═════ 本文 ═════

後ろ暗いテーマであるだけに、当然、取材は難航した。それでも張本人を突き止めるまで国内外を訪ね歩き、取材交渉を重ねて面会にこぎ着けた。
青年ハッカーは10代で悪事の限りを尽くし、英国人スパイは要人の殺害をはじめとする数々のサイバー作戦を成功させていた。老人から大金を巻き上げ続けた詐欺師、アマゾンにやらせの口コミをまん延させている中国の黒幕、北朝鮮で“サイバー戦士”を育てた脱北者、プーチンの懐刀……。取材活動が軌道に乗ると一癖も二癖もある者たちが暗闇から姿を現した。

═════ 掲載データ ═════

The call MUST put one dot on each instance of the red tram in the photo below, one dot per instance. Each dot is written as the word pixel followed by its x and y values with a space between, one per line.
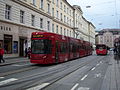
pixel 101 49
pixel 49 48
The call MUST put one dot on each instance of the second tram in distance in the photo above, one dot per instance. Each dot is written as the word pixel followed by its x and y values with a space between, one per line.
pixel 101 49
pixel 49 48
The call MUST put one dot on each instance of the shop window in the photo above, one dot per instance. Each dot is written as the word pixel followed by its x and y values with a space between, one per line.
pixel 1 43
pixel 15 47
pixel 8 44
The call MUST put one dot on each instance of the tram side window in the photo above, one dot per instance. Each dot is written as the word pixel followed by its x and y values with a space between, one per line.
pixel 63 47
pixel 41 46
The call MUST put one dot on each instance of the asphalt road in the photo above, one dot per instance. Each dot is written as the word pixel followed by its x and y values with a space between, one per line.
pixel 87 73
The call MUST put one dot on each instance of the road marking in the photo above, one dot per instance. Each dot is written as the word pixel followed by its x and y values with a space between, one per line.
pixel 38 87
pixel 93 69
pixel 1 77
pixel 73 88
pixel 97 64
pixel 7 81
pixel 84 77
pixel 19 65
pixel 83 88
pixel 97 75
pixel 54 67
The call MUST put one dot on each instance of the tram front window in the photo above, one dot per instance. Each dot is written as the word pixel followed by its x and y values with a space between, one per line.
pixel 41 46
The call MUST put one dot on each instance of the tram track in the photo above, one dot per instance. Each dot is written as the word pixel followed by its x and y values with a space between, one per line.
pixel 54 75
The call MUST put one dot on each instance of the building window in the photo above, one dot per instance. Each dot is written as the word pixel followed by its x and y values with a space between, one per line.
pixel 57 15
pixel 48 25
pixel 64 19
pixel 41 4
pixel 64 8
pixel 70 33
pixel 56 28
pixel 53 1
pixel 67 10
pixel 41 23
pixel 48 8
pixel 34 1
pixel 53 12
pixel 67 20
pixel 70 12
pixel 8 12
pixel 70 22
pixel 61 17
pixel 21 16
pixel 61 30
pixel 32 20
pixel 61 5
pixel 64 31
pixel 52 27
pixel 8 44
pixel 67 32
pixel 57 3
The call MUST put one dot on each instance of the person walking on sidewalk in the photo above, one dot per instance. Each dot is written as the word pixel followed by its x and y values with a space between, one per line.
pixel 1 54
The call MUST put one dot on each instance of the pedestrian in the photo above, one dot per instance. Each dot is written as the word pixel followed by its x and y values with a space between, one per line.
pixel 1 54
pixel 29 52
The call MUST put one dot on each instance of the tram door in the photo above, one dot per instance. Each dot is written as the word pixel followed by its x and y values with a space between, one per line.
pixel 57 52
pixel 21 47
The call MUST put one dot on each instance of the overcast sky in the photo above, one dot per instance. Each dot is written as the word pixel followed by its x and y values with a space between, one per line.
pixel 102 13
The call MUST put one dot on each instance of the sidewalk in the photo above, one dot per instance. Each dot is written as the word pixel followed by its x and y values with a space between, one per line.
pixel 112 77
pixel 9 61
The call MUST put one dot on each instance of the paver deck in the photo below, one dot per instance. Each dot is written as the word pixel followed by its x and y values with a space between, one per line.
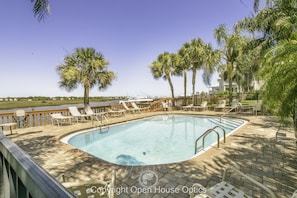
pixel 256 149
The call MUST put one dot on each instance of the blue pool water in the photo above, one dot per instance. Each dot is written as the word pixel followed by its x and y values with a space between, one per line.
pixel 155 140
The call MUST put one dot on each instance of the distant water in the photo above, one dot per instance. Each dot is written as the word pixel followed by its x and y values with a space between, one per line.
pixel 92 104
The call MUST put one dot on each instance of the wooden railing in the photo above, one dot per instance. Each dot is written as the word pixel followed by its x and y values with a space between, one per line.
pixel 40 118
pixel 22 177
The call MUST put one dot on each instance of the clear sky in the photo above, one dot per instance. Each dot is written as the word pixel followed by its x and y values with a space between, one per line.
pixel 129 33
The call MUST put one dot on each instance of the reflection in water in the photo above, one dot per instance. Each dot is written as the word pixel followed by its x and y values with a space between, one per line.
pixel 128 160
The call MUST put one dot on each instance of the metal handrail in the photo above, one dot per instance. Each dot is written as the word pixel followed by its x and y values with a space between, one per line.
pixel 227 112
pixel 224 132
pixel 208 132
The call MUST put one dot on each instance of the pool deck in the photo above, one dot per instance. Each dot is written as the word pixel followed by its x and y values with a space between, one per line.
pixel 260 148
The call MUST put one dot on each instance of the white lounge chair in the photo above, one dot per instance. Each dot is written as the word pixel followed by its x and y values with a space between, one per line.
pixel 97 116
pixel 202 107
pixel 221 106
pixel 165 106
pixel 132 110
pixel 116 113
pixel 60 119
pixel 76 114
pixel 134 105
pixel 188 107
pixel 20 117
pixel 235 104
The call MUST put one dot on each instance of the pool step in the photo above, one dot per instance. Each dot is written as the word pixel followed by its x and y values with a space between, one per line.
pixel 226 123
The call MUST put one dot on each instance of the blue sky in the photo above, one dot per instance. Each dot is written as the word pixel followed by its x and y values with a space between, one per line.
pixel 129 33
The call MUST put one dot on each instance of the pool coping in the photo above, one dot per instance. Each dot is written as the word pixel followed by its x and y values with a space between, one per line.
pixel 43 144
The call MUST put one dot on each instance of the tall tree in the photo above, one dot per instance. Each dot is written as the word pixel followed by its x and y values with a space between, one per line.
pixel 231 48
pixel 40 8
pixel 196 55
pixel 87 67
pixel 185 63
pixel 276 28
pixel 164 67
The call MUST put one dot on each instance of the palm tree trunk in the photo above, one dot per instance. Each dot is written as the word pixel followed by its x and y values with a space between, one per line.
pixel 185 87
pixel 230 91
pixel 193 85
pixel 230 70
pixel 86 95
pixel 172 90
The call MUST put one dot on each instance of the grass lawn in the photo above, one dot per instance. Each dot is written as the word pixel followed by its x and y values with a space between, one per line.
pixel 4 105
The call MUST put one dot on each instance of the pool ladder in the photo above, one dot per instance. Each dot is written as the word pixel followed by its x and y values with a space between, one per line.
pixel 207 132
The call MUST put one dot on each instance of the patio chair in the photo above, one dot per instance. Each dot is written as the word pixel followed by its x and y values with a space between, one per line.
pixel 91 113
pixel 165 106
pixel 235 104
pixel 203 106
pixel 134 105
pixel 132 110
pixel 221 106
pixel 77 115
pixel 225 189
pixel 188 107
pixel 60 119
pixel 20 117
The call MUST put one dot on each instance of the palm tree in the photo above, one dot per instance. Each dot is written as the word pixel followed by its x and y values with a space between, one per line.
pixel 87 67
pixel 40 8
pixel 277 38
pixel 164 67
pixel 232 46
pixel 185 63
pixel 202 57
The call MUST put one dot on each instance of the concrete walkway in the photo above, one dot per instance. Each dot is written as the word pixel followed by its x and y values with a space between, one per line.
pixel 254 148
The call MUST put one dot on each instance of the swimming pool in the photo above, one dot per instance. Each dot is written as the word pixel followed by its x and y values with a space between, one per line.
pixel 151 141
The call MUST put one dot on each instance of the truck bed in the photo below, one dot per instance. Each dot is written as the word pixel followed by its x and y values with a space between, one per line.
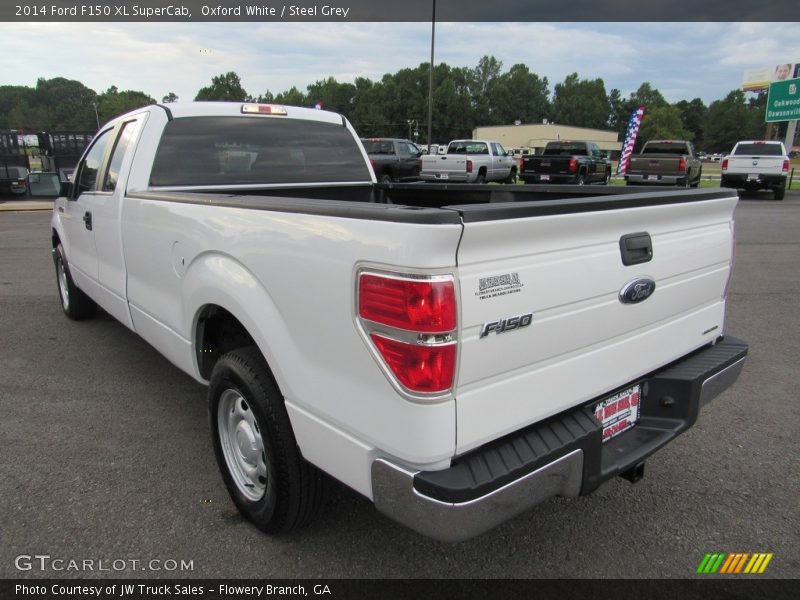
pixel 435 203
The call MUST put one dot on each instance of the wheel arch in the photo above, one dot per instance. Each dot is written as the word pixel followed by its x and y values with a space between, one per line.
pixel 221 296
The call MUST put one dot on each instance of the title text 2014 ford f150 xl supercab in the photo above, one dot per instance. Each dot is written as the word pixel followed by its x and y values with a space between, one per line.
pixel 456 354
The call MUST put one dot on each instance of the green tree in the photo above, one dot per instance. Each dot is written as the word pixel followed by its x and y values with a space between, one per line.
pixel 520 95
pixel 662 122
pixel 226 87
pixel 292 97
pixel 482 83
pixel 333 95
pixel 733 119
pixel 581 102
pixel 17 110
pixel 64 104
pixel 693 117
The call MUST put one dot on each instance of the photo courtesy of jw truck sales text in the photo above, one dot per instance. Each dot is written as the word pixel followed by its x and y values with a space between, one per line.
pixel 452 378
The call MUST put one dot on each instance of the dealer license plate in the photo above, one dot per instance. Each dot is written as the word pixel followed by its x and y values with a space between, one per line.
pixel 619 412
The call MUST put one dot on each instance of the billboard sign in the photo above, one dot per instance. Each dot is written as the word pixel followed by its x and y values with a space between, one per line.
pixel 758 80
pixel 783 101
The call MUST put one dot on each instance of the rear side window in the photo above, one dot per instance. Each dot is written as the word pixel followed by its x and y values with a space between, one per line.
pixel 565 149
pixel 758 150
pixel 87 177
pixel 197 151
pixel 664 148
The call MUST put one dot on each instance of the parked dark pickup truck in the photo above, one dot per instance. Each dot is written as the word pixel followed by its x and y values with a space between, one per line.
pixel 567 162
pixel 393 159
pixel 665 162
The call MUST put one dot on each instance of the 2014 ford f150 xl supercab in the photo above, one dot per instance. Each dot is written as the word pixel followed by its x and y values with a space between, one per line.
pixel 456 354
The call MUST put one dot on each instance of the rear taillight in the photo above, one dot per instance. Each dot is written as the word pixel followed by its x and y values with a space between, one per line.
pixel 410 323
pixel 422 306
pixel 420 369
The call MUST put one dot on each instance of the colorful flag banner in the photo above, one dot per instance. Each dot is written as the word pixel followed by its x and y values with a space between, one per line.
pixel 630 140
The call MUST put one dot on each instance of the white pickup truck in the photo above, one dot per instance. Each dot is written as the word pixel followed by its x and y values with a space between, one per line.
pixel 470 161
pixel 456 355
pixel 756 165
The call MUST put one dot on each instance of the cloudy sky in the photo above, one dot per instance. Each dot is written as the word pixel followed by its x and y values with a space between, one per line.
pixel 682 60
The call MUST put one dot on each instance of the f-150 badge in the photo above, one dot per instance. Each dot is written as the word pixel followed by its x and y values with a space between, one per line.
pixel 637 290
pixel 506 325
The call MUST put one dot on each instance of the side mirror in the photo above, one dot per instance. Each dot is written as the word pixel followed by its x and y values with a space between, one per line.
pixel 44 185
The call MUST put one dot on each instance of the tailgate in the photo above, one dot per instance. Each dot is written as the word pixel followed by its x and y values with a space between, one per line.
pixel 756 165
pixel 655 164
pixel 547 164
pixel 444 163
pixel 556 281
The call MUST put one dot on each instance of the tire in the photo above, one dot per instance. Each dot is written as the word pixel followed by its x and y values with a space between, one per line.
pixel 266 476
pixel 75 304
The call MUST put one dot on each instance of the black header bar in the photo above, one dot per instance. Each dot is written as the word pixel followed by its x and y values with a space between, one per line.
pixel 393 10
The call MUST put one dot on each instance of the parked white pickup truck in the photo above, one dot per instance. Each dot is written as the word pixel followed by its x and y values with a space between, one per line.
pixel 470 161
pixel 456 355
pixel 757 165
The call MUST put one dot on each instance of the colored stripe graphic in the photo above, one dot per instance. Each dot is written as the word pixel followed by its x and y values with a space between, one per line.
pixel 734 563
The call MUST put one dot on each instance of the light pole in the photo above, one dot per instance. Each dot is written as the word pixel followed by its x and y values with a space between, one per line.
pixel 430 76
pixel 410 123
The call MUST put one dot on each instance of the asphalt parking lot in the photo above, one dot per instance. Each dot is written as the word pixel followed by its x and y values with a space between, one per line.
pixel 105 455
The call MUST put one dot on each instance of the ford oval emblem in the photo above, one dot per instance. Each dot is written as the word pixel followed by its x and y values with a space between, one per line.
pixel 637 290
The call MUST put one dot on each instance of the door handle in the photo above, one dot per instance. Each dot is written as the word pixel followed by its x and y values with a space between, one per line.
pixel 636 248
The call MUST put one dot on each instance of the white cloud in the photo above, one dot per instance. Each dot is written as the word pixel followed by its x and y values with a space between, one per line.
pixel 683 60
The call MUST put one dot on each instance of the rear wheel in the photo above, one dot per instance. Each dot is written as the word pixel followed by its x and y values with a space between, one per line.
pixel 266 476
pixel 75 304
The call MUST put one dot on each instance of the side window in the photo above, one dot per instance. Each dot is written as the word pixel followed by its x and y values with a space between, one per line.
pixel 87 177
pixel 120 150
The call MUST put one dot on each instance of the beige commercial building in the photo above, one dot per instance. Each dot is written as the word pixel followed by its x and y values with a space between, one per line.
pixel 537 136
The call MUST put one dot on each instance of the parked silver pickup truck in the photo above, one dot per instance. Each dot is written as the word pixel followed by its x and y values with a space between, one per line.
pixel 757 165
pixel 665 162
pixel 470 161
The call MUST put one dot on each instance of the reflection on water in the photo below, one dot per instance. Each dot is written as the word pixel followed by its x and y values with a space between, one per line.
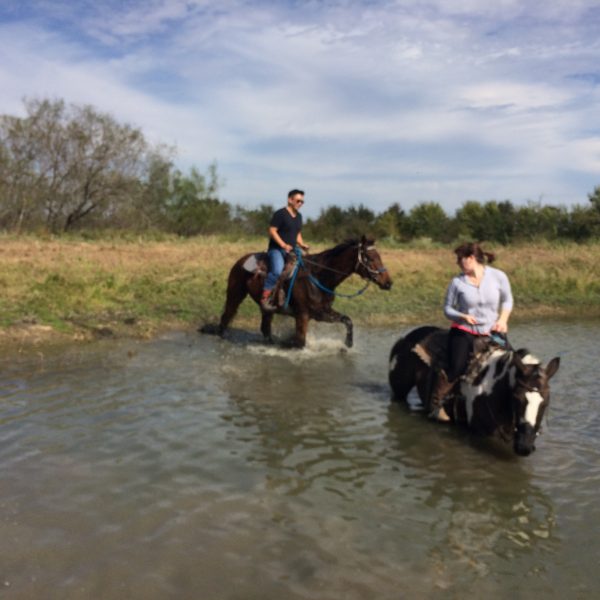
pixel 196 467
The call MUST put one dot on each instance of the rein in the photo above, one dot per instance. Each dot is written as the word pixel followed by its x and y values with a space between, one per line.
pixel 300 262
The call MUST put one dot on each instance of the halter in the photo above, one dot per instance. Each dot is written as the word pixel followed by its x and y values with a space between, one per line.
pixel 361 259
pixel 501 429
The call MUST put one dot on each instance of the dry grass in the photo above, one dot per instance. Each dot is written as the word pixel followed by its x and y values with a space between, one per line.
pixel 82 289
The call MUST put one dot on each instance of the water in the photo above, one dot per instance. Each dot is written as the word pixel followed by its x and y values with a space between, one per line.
pixel 195 467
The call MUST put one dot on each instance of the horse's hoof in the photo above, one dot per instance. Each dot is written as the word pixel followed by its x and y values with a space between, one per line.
pixel 439 414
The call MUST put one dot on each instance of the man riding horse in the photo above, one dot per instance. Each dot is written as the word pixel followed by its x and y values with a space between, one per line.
pixel 285 233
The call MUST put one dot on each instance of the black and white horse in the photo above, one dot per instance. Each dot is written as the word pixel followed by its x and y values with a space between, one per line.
pixel 504 392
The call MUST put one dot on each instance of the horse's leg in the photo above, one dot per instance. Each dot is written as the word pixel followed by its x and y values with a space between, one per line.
pixel 265 326
pixel 236 292
pixel 301 329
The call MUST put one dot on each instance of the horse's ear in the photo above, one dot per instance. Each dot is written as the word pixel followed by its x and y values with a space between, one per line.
pixel 552 367
pixel 518 362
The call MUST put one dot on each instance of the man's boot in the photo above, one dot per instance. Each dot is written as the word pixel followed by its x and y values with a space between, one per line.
pixel 436 403
pixel 266 301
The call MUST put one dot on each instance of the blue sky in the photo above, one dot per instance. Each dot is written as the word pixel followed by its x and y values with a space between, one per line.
pixel 371 101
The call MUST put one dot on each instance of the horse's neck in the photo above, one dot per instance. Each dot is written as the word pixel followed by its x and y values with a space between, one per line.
pixel 331 272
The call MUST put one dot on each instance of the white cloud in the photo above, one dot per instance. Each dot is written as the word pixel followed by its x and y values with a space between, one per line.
pixel 458 99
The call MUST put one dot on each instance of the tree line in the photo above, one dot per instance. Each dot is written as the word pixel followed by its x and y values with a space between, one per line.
pixel 66 168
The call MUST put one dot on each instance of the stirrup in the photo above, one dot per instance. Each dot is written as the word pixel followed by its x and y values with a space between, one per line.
pixel 266 305
pixel 438 413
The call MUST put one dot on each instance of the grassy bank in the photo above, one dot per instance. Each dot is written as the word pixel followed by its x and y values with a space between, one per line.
pixel 84 289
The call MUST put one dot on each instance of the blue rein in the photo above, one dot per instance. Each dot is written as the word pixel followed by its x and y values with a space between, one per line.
pixel 316 282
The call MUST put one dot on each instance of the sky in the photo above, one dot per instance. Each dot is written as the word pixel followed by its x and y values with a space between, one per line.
pixel 370 102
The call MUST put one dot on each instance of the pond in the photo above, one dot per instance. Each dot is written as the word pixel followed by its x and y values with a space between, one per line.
pixel 195 467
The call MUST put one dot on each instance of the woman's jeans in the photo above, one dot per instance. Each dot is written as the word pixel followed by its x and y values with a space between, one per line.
pixel 276 264
pixel 460 347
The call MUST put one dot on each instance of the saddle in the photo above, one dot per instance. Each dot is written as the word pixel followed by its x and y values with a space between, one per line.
pixel 257 263
pixel 432 350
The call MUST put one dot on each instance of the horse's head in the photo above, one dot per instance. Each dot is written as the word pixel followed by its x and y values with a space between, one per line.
pixel 531 396
pixel 370 266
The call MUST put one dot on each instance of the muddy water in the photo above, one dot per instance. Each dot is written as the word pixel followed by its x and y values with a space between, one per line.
pixel 195 467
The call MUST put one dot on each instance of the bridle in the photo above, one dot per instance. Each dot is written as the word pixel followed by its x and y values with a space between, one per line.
pixel 364 260
pixel 514 402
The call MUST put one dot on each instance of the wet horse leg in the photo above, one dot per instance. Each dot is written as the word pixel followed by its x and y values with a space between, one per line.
pixel 236 292
pixel 301 329
pixel 265 326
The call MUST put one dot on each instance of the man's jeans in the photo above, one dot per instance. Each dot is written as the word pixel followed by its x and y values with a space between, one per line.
pixel 276 264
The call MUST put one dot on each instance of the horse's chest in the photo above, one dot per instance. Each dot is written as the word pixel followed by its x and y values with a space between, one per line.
pixel 479 392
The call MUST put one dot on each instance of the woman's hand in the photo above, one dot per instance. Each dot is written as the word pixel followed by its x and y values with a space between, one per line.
pixel 500 326
pixel 471 320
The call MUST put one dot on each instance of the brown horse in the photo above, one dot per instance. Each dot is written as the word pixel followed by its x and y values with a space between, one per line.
pixel 312 285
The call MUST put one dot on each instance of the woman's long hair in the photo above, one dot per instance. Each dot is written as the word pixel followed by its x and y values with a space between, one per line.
pixel 474 249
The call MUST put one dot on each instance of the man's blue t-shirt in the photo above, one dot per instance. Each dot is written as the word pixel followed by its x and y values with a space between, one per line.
pixel 288 227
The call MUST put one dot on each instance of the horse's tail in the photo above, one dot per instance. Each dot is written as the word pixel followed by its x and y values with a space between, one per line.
pixel 406 368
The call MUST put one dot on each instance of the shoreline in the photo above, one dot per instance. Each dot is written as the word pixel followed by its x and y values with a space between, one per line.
pixel 69 291
pixel 27 339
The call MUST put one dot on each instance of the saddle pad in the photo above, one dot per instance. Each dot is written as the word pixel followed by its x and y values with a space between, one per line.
pixel 253 262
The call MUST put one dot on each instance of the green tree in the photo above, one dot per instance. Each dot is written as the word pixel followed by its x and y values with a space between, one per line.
pixel 62 165
pixel 391 223
pixel 428 219
pixel 594 198
pixel 193 207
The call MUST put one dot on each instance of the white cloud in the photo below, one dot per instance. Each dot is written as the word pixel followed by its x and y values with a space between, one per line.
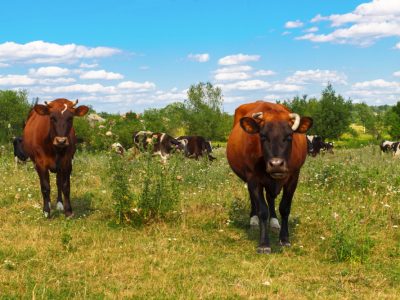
pixel 101 74
pixel 321 76
pixel 43 52
pixel 16 80
pixel 237 59
pixel 264 73
pixel 312 29
pixel 88 66
pixel 203 57
pixel 49 72
pixel 140 86
pixel 365 25
pixel 232 73
pixel 294 24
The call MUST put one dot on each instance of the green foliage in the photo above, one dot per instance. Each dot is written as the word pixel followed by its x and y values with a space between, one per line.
pixel 160 193
pixel 14 108
pixel 392 121
pixel 121 195
pixel 204 114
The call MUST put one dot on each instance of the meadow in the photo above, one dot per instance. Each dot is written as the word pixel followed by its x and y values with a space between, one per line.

═════

_次の設問_
**1.** 本文の内容について、次の問いに答えなさい。
(a) テーマが後ろ暗いものであったため、取材はどうなったか。
(b) 青年ハッカーが悪事の限りを尽くしたのは何歳代か。
(c) 北朝鮮で“サイバー戦士”を育てたのはどのような人物か。
**2.** サイバー犯罪に関わる者たちへの取材を記した本文の続きを、最後の文の後から書きなさい。
これらのデータは本文とは関係がありません。

_解答_
**1.**
(a) 難航した。
(b) 10代。
(c) 脱北者。

**2.**
本書では彼らの生態に迫る。ソフトバンクグループを率いる孫正義の立身出世物語、イノベーションの神様と評された米アップルの創業者スティーブ・ジョブスが駆け抜けた波瀾万丈の人生など、IT業界の華々しいサクセスストーリーがネットの正史だとすれば、これは秘史を紡ぎ出す作業だ。悪は善、嘘はまこと。世間の倫理観が通用しない、あべこべの地下世界に棲む、無名の者たちの懺悔である。
サイバー犯罪による経済損失はついに全世界で年間66兆円近くに達した。いつまでも無垢なままでいるわけにはいかない。
ネット社会の深淵へ、旅は始まる。